▶ _INPUT RECORDS_
○ ○ ○ ○

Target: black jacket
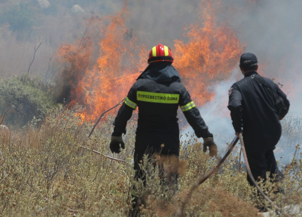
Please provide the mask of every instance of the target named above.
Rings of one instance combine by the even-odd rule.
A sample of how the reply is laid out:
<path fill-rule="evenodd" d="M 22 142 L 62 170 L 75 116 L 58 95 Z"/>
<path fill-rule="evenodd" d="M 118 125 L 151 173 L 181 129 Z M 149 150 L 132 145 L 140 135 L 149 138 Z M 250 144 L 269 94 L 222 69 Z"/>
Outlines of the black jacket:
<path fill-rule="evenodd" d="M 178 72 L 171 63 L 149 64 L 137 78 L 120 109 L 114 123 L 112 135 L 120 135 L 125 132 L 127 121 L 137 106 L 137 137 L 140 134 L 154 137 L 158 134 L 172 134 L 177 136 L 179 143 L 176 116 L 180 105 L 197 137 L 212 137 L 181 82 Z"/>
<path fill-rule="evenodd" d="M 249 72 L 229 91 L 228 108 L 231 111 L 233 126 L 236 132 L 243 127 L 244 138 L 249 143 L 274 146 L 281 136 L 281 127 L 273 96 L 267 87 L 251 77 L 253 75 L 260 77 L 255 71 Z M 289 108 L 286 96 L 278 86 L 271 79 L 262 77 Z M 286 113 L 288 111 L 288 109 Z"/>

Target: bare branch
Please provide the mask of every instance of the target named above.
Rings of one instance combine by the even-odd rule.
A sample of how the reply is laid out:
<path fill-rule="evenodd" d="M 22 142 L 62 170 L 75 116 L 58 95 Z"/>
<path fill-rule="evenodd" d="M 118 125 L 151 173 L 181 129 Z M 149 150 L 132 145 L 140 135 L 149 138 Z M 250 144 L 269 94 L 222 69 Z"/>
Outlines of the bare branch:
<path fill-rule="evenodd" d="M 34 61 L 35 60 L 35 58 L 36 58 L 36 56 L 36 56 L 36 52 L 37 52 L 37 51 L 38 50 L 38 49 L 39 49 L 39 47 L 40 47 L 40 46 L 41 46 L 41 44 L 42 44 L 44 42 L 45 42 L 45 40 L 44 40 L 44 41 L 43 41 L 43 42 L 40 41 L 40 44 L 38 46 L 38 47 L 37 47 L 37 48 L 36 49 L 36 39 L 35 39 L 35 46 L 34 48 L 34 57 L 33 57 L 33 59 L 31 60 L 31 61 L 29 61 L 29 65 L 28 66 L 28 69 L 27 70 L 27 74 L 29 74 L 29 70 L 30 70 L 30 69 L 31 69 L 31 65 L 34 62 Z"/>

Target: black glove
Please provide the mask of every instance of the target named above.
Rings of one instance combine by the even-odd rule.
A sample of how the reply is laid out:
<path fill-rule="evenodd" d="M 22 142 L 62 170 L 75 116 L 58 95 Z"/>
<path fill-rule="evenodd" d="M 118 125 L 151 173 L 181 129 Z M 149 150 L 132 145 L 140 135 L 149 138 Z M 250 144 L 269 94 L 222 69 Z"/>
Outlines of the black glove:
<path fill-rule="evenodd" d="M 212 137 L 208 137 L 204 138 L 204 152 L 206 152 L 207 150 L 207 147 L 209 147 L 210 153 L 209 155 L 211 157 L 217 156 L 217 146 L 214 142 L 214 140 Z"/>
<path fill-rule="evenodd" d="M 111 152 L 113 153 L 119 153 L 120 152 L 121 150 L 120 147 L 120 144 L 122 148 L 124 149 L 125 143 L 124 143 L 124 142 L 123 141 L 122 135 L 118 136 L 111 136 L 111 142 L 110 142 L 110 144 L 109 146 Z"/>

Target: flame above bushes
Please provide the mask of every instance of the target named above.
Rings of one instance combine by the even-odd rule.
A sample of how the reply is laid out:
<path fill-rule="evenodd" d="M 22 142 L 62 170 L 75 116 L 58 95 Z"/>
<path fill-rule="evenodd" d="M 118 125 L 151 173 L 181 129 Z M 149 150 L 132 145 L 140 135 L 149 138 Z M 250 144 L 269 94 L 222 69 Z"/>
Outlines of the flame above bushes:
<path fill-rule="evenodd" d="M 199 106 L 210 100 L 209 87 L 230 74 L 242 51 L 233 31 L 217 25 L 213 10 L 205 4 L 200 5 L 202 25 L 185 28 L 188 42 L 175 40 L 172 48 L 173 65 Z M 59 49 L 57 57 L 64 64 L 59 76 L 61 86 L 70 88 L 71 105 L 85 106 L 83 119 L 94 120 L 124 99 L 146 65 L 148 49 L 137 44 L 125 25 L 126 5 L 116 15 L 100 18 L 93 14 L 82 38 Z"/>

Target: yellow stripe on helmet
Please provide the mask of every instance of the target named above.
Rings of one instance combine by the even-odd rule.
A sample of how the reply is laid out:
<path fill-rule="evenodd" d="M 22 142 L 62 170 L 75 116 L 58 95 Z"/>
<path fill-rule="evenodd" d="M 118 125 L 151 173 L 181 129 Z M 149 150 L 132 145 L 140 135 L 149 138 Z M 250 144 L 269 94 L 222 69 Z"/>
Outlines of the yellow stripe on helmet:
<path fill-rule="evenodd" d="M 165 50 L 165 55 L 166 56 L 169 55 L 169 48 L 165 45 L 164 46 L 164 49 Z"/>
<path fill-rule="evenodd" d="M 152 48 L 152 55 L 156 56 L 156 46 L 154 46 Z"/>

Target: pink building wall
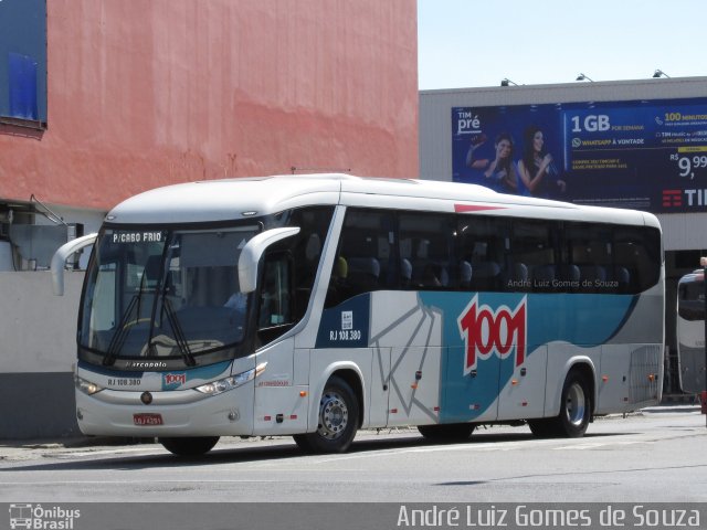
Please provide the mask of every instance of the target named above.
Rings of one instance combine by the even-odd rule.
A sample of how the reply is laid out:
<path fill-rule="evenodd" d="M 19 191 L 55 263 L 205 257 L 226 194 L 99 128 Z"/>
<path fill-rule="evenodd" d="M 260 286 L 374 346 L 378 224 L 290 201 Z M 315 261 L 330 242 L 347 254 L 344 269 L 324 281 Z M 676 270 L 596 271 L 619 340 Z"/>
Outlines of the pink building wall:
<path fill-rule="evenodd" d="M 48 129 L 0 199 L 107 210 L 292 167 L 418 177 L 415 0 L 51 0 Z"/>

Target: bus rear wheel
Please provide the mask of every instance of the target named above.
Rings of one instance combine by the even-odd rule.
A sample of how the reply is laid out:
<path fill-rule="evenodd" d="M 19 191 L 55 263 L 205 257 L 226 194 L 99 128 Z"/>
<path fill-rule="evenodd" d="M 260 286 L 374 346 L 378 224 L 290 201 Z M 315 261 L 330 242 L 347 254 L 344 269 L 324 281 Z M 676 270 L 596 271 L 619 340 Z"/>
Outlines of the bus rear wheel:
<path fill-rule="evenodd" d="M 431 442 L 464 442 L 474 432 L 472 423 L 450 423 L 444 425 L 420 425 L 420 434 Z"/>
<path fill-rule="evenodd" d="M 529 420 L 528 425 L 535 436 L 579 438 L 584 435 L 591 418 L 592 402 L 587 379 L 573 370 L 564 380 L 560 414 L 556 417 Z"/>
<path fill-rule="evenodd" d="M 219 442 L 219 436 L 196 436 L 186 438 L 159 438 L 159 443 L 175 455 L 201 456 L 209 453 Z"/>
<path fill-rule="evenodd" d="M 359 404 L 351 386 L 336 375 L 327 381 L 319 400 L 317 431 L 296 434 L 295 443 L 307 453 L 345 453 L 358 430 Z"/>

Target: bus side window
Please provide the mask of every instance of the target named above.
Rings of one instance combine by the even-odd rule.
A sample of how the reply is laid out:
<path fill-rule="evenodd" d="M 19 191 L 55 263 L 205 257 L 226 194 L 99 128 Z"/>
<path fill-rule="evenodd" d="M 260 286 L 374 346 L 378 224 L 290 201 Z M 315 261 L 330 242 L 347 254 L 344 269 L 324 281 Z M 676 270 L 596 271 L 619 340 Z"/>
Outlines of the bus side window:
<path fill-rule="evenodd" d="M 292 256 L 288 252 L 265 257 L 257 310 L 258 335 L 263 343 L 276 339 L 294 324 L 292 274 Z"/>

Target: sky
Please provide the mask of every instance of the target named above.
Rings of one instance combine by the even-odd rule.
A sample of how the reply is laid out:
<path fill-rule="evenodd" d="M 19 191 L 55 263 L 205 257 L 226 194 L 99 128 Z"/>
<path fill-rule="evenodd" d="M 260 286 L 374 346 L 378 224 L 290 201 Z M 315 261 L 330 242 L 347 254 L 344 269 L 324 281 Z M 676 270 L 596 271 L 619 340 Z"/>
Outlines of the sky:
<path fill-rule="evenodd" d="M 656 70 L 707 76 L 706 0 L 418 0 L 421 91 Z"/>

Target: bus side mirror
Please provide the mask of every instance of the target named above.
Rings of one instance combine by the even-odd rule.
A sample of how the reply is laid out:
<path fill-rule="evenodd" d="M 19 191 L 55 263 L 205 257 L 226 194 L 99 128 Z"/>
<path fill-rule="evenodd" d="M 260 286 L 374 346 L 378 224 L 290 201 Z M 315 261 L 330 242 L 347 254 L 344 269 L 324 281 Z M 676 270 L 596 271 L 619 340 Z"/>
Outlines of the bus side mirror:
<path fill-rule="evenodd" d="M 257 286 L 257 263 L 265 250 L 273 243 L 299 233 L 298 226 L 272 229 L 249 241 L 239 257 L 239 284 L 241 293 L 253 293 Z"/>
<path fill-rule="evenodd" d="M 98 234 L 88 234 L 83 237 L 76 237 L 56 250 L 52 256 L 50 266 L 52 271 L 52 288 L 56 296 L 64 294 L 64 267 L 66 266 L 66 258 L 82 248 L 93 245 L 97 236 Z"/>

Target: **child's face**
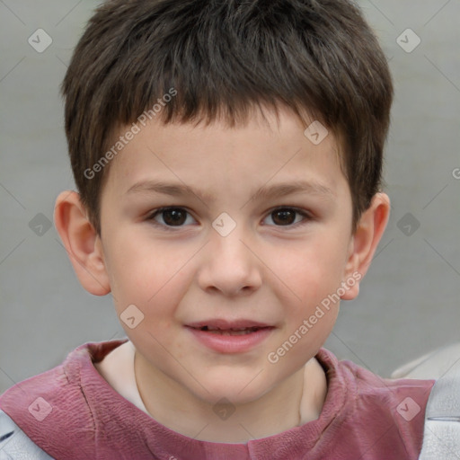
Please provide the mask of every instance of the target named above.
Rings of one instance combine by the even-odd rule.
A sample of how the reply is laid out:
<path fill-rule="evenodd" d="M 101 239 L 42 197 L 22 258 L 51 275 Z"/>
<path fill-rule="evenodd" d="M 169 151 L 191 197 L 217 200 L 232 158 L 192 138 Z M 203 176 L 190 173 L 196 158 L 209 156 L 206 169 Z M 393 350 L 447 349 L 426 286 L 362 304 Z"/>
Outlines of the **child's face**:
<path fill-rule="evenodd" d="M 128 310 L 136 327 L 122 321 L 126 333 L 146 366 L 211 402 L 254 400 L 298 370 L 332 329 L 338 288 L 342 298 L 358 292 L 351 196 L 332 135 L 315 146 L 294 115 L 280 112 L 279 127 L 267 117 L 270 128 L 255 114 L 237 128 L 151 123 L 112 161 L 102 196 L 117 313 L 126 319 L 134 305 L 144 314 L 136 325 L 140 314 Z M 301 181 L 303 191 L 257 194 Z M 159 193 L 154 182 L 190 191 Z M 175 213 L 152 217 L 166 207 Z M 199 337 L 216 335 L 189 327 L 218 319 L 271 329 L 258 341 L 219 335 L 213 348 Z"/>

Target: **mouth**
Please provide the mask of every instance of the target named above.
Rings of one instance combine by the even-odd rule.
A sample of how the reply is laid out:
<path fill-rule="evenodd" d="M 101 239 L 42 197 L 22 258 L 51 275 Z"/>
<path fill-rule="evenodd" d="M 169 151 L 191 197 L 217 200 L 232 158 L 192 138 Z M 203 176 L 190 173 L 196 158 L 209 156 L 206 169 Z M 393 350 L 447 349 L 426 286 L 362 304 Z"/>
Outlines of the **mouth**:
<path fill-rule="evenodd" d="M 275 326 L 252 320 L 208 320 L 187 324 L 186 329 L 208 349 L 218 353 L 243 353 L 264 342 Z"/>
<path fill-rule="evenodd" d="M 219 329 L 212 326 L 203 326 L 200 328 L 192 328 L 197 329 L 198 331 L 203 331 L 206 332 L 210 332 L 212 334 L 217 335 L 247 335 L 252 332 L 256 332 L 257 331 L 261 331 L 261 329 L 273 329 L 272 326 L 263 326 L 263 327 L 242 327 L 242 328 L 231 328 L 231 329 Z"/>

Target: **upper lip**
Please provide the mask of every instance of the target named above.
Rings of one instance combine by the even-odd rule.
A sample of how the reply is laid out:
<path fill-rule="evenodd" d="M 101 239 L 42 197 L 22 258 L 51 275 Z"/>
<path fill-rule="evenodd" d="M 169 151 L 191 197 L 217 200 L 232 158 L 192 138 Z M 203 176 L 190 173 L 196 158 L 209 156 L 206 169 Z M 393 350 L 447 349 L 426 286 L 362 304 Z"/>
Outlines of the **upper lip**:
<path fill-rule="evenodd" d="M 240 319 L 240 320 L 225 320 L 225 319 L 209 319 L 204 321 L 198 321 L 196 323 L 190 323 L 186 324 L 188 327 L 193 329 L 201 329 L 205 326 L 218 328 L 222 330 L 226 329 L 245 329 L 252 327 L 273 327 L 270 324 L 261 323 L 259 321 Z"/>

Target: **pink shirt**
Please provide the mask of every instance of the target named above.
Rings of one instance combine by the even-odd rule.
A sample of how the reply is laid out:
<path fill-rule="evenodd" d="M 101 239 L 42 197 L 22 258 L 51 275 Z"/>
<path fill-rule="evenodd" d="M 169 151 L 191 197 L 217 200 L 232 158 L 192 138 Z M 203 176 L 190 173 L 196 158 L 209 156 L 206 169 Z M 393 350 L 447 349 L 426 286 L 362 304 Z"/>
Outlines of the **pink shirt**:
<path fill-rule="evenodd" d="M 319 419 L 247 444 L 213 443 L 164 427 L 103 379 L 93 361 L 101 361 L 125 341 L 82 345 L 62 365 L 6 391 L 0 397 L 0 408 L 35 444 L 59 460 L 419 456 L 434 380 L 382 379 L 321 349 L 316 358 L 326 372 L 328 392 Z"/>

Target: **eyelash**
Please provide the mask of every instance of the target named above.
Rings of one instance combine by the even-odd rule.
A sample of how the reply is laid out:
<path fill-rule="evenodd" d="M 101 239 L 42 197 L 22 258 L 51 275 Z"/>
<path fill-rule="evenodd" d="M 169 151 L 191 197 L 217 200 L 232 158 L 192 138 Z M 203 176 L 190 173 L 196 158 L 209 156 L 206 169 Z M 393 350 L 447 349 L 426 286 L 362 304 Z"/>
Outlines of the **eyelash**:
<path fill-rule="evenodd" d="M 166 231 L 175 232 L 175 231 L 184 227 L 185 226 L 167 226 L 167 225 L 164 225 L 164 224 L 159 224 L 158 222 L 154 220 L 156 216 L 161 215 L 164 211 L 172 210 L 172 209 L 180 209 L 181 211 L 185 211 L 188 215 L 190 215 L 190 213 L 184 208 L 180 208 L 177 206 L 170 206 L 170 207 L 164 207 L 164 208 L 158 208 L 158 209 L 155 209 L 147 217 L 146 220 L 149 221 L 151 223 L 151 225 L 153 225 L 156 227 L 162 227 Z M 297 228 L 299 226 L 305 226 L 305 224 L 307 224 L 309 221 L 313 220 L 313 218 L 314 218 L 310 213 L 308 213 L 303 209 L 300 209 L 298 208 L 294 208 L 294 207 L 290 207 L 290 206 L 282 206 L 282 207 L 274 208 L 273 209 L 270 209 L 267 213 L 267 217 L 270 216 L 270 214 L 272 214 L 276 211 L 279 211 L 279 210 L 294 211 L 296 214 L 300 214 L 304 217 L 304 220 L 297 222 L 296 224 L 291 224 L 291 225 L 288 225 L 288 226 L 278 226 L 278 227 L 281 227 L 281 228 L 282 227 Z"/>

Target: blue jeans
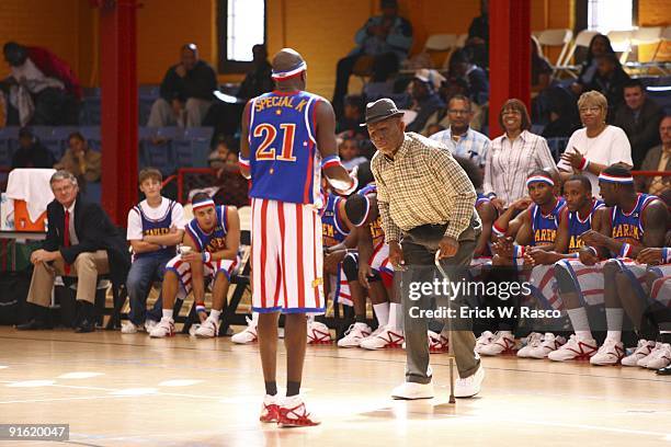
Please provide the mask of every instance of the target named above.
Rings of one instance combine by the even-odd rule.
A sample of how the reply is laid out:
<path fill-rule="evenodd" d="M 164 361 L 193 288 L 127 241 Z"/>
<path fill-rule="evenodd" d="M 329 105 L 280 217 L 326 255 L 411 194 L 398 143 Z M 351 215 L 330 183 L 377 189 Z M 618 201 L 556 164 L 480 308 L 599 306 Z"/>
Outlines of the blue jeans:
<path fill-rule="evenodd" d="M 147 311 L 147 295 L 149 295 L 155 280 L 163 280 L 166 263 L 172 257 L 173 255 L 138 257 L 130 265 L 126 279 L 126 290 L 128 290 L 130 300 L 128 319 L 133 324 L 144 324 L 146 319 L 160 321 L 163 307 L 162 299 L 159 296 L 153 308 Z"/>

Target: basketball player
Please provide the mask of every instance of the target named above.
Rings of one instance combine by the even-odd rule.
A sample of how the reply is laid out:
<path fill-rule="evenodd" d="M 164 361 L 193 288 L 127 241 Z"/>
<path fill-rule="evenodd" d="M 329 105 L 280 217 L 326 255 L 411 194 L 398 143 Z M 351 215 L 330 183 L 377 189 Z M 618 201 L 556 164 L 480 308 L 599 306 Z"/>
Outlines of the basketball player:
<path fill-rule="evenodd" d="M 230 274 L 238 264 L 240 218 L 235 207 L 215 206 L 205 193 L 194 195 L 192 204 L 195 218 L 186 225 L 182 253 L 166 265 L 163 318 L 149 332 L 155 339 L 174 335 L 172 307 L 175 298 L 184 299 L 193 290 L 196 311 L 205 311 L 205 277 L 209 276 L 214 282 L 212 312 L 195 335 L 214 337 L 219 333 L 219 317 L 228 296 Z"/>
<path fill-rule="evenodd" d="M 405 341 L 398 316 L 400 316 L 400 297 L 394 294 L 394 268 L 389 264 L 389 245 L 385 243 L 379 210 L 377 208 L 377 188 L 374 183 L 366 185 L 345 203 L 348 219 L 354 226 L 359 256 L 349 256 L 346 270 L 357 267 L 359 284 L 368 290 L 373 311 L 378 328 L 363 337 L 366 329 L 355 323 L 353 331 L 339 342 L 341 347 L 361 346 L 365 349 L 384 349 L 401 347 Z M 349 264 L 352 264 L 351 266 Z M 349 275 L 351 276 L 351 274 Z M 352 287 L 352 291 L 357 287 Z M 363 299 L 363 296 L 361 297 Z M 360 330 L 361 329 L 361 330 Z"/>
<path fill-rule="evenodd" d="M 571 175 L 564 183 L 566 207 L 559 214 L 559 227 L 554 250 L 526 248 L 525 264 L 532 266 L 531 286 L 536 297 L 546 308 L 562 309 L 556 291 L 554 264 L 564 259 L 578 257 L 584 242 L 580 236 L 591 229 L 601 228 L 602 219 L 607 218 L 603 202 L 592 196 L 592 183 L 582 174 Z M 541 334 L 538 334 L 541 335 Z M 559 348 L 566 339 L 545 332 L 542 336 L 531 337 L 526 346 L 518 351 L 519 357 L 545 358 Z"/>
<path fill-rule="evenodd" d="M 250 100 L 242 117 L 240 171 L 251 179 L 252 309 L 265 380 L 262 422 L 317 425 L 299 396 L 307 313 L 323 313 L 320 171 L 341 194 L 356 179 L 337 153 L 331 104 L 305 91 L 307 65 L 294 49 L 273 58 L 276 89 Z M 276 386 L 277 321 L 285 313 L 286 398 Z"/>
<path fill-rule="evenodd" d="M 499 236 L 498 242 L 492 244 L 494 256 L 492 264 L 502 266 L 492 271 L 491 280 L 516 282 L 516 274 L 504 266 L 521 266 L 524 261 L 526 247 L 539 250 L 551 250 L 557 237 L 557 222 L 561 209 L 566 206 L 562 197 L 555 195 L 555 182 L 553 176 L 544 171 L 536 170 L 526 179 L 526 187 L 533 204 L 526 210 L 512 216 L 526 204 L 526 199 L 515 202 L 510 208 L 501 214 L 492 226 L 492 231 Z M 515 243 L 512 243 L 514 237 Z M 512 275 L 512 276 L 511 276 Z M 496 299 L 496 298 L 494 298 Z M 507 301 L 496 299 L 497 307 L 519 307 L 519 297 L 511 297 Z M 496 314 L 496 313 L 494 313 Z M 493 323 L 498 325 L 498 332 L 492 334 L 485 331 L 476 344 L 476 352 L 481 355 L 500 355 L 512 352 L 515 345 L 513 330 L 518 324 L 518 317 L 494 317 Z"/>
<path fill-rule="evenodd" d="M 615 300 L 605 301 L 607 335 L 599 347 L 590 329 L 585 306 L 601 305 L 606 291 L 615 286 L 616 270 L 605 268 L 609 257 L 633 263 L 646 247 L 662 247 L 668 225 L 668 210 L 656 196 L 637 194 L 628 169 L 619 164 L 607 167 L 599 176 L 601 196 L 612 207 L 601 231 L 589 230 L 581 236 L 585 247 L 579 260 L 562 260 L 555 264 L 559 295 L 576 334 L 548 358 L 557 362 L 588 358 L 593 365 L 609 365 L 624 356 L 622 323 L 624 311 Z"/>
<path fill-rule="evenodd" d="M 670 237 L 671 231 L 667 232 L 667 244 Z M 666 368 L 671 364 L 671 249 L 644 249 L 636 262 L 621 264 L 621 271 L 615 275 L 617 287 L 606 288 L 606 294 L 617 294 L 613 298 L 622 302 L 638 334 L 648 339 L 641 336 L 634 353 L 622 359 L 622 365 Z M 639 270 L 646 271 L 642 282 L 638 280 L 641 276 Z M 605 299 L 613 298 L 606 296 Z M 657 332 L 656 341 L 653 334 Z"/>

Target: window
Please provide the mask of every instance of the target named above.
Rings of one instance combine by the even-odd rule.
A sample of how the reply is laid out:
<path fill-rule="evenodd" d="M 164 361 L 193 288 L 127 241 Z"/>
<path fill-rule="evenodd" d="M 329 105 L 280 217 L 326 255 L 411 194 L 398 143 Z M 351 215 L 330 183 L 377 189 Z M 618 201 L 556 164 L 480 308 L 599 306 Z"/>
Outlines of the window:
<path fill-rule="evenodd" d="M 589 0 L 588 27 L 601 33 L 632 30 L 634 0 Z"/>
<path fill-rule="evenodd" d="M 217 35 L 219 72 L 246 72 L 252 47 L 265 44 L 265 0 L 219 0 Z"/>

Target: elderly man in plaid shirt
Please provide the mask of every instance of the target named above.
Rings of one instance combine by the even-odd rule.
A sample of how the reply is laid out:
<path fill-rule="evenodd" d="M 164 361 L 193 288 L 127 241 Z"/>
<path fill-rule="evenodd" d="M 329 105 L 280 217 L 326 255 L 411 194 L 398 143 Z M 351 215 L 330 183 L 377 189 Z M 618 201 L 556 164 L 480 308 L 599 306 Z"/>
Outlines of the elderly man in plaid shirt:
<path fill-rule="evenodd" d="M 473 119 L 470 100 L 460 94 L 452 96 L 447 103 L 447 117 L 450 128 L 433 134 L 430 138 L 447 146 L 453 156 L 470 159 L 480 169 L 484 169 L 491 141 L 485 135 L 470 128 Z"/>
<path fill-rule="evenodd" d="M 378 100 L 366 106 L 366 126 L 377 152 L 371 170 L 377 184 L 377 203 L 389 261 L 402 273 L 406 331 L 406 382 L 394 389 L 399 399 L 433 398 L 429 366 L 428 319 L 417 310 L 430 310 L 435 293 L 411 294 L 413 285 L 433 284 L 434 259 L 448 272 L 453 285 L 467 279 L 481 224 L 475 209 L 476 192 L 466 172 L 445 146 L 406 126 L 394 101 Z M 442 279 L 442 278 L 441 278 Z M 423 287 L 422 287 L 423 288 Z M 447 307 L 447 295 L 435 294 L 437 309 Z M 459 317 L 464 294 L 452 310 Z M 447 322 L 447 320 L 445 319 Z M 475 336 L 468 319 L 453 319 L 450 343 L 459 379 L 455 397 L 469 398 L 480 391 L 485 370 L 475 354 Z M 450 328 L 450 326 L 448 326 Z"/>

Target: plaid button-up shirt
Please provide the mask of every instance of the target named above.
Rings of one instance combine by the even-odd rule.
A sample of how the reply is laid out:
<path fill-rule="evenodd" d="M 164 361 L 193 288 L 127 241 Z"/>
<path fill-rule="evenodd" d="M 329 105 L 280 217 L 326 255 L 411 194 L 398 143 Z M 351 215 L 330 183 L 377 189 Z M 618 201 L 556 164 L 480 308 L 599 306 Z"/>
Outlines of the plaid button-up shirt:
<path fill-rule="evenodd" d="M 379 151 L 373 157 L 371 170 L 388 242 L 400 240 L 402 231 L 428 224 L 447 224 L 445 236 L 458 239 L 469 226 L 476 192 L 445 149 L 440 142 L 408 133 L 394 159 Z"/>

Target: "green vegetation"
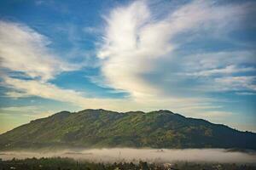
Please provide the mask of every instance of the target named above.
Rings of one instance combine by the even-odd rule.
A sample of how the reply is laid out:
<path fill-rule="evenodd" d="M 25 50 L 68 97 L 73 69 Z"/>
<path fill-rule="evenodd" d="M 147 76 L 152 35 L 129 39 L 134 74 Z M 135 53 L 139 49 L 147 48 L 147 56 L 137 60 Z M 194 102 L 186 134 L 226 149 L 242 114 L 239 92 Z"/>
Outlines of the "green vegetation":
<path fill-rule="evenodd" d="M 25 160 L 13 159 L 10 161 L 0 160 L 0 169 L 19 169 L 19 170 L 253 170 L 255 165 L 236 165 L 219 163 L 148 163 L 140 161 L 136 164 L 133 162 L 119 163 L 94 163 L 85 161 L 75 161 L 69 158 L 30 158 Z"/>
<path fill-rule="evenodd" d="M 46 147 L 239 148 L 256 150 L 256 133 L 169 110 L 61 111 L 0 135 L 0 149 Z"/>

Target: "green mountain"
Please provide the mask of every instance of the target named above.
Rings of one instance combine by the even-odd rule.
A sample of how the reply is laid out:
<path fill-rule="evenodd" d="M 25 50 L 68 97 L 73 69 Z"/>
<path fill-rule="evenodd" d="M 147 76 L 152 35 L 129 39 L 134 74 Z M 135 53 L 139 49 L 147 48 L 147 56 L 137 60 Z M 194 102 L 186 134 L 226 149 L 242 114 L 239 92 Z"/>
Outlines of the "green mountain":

○ ○ ○ ○

▶ _TASK DETAILS_
Please give everything from the start of the material down to the line containing "249 72 L 229", inclusive, as a JSON list of strings with one string per line and blank lines left out. Leave the pictures out.

▶ _IN RESPONSE_
[
  "Target: black jacket",
  "Please provide the mask of every instance of the target named above.",
  "Rings of one instance combine by the even-odd rule.",
  "A sample of how the reply is laid out:",
  "<path fill-rule=\"evenodd\" d=\"M 22 142 L 62 170 L 75 116 L 58 95 Z\"/>",
  "<path fill-rule=\"evenodd\" d=\"M 118 125 L 151 173 L 181 129 Z M 149 150 L 132 145 L 140 135 L 149 138 Z M 250 144 L 269 94 L 222 69 Z\"/>",
  "Outlines of the black jacket:",
  "<path fill-rule=\"evenodd\" d=\"M 178 72 L 171 63 L 149 64 L 137 78 L 120 109 L 114 123 L 112 135 L 120 135 L 125 132 L 127 121 L 137 106 L 137 137 L 140 134 L 154 137 L 158 134 L 172 134 L 177 136 L 179 143 L 176 116 L 180 105 L 197 137 L 212 137 L 181 82 Z\"/>",
  "<path fill-rule=\"evenodd\" d=\"M 249 72 L 229 91 L 228 108 L 231 111 L 233 126 L 236 132 L 243 127 L 244 138 L 249 143 L 274 146 L 281 136 L 281 127 L 273 96 L 267 87 L 251 77 L 253 75 L 260 77 L 255 71 Z M 289 108 L 286 96 L 278 86 L 271 79 L 262 77 Z M 286 113 L 288 111 L 288 109 Z\"/>"
]